Selected extract:
** START **
Most conversations about automation stay pretty abstract.
"You set it up, connect your tools, and save time." Not really helpful information when you're just starting out.
We want to go deeper into the specifics: which tasks, which tools, what the automation actually does, and whether it was worth building. Here's a look at what automation genuinely looks like inside Strictly Savvy to give you some inspiration.
Small, recurring tasks are the best place to start.
It's tempting to go after the big, complicated workflows first. But some of the highest-value automations for us are the ones handling the small things that have to happen on repeat daily, weekly, or monthly.
Daily sales pipeline summary: Every weekday morning an automation pulls a snapshot from our CRM - current leads, where they're sitting in the pipeline, how the month is tracking - and posts it into our internal chat. Before this existed, someone had to remember to log in and check, which is easy enough on a quiet day, but also easy to forget when the day is busy and meetings start early. Now it's just there, waiting, every morning.
The same logic applies to team reminders: Things like leave forms, timesheet checks, and end-of-month tasks. These were being sent manually by a team member, same wording every time, several times a week into our team chat channels. Automating this may have only saved a few minutes for each message but it also removed the mental load of remembering to do it, and freed that person to focus on other work that needed them.
Automations that make people feel noticed
One of the more meaningful automations we have running right now tracks client start dates. Every day, it checks the client database and flags any anniversaries happening that day (six months, one year, two years, and every year after). When one comes up, the relevant team members get a notification in chat so they can reach out and acknowledge it, along with the account manager that looks after that client.
** END **
Listed entries:
** START **
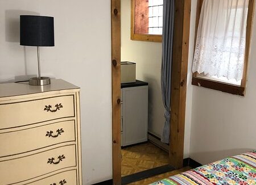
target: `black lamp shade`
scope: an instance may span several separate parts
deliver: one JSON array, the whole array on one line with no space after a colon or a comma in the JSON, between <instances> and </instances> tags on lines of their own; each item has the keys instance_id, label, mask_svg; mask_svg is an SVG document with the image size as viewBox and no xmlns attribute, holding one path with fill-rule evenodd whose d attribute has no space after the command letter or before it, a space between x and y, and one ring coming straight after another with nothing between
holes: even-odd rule
<instances>
[{"instance_id":1,"label":"black lamp shade","mask_svg":"<svg viewBox=\"0 0 256 185\"><path fill-rule=\"evenodd\" d=\"M54 46L53 18L20 15L20 45Z\"/></svg>"}]
</instances>

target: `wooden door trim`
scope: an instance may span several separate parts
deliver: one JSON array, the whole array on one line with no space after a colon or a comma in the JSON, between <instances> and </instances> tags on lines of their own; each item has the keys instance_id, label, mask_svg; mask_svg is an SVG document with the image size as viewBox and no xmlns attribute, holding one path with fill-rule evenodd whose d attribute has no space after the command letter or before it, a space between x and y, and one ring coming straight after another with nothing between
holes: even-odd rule
<instances>
[{"instance_id":1,"label":"wooden door trim","mask_svg":"<svg viewBox=\"0 0 256 185\"><path fill-rule=\"evenodd\" d=\"M175 1L175 23L172 71L170 164L183 163L187 77L191 0ZM121 0L111 0L112 152L113 184L121 184Z\"/></svg>"}]
</instances>

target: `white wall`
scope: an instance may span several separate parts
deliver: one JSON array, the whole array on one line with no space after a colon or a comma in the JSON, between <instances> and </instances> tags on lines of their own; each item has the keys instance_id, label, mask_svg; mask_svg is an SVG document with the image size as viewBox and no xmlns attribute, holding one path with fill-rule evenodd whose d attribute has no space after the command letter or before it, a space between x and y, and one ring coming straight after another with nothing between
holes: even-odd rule
<instances>
[{"instance_id":1,"label":"white wall","mask_svg":"<svg viewBox=\"0 0 256 185\"><path fill-rule=\"evenodd\" d=\"M192 0L192 15L195 14L196 3ZM192 87L190 157L202 164L256 149L255 33L254 26L245 98Z\"/></svg>"},{"instance_id":2,"label":"white wall","mask_svg":"<svg viewBox=\"0 0 256 185\"><path fill-rule=\"evenodd\" d=\"M55 47L41 48L42 74L81 88L83 184L109 179L110 0L0 0L1 82L37 73L36 48L19 45L19 15L31 14L55 18Z\"/></svg>"},{"instance_id":3,"label":"white wall","mask_svg":"<svg viewBox=\"0 0 256 185\"><path fill-rule=\"evenodd\" d=\"M161 94L162 43L130 40L131 1L121 0L121 61L136 63L137 79L148 82L148 131L160 137L164 123Z\"/></svg>"}]
</instances>

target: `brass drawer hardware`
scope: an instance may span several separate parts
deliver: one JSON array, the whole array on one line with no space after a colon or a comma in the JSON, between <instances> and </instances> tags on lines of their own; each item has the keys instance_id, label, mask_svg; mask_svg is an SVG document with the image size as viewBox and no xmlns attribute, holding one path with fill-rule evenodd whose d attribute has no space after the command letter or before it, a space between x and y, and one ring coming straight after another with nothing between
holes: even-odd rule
** END **
Goal 1:
Answer these from the article on automation above, one line each:
(a) Where does the daily sales pipeline summary get posted?
(b) Which team reminders does the article name as examples?
(c) Besides the relevant team members, who is notified when a client anniversary comes up?
Goal 2: Please write out word for word the part of the article on automation starting at "Most conversations about" and ending at "just starting out.".
Goal 3: Extend the article on automation past its final sentence.

Task result 1:
(a) Into the internal chat.
(b) Leave forms, timesheet checks, and end-of-month tasks.
(c) The account manager that looks after that client.

Task result 2:
Most conversations about automation stay pretty abstract.
"You set it up, connect your tools, and save time." Not really helpful information when you're just starting out.

Task result 3:
Before this automation existed, anniversaries were tracked across a calendar and a CRM, which meant they sometimes got missed, and were reliant on the right person checking at the right time. Now nothing falls through the cracks and the team genuinely looks forward to celebrating with our clients.
It's important to remember that automation doesn't have to be purely operational. They can also help you show up for people consistently.
Automation that protects your team from unnecessary friction
A very specific example for you now: we track time by client at Strictly Savvy, and public holidays create a small but genuinely annoying problem with our timesheets. When a public holiday entry gets added to a timesheet, it breaks the pattern that lets people copy their client timers over to the next day. So after every long weekend, team members were manually re-entering all of their client timers (in some cases up to 20 separate timers).
The fix was an automation that detects when a public holiday entry has been added, looks at the day before it, and copies all the client timer rows across to the next working day. It runs at 5am so everything's ready when the team starts at 8:30. Nobody had to change how they work, and friction disappeared.
This is worth keeping in mind when you're thinking about what to automate: sometimes the best reason to build something isn't saving hours on a single task, but removing a small irritant that was quietly affecting the whole team.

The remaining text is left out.